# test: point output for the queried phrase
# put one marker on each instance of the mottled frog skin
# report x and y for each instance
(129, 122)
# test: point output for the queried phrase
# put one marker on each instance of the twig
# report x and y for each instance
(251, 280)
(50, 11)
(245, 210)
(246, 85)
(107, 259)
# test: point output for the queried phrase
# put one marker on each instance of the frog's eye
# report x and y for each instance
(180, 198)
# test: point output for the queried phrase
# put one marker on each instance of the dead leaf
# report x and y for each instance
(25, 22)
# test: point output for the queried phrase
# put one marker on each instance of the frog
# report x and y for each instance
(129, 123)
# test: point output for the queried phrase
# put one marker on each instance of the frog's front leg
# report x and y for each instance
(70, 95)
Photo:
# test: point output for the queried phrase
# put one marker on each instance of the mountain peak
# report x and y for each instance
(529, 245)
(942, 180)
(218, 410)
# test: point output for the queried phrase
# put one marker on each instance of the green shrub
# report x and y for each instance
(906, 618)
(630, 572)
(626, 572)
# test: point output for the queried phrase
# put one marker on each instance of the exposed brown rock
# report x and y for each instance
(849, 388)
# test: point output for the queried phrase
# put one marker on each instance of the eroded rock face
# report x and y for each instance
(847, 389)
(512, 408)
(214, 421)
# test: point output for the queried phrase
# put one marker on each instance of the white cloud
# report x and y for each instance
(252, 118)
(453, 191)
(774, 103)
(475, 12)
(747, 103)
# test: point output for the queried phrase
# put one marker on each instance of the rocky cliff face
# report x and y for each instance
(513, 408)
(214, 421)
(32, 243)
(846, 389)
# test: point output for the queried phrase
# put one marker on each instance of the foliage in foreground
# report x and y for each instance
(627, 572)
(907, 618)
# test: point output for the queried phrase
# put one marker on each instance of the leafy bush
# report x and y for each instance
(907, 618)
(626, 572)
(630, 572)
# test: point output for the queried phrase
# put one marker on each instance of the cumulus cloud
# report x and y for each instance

• **Problem statement**
Which lines in the entries above contain the word "face"? Show each of them in full.

• **Task solution**
# put one marker on each instance of the eroded rock face
# put one marker on each instance of the rocky cliff face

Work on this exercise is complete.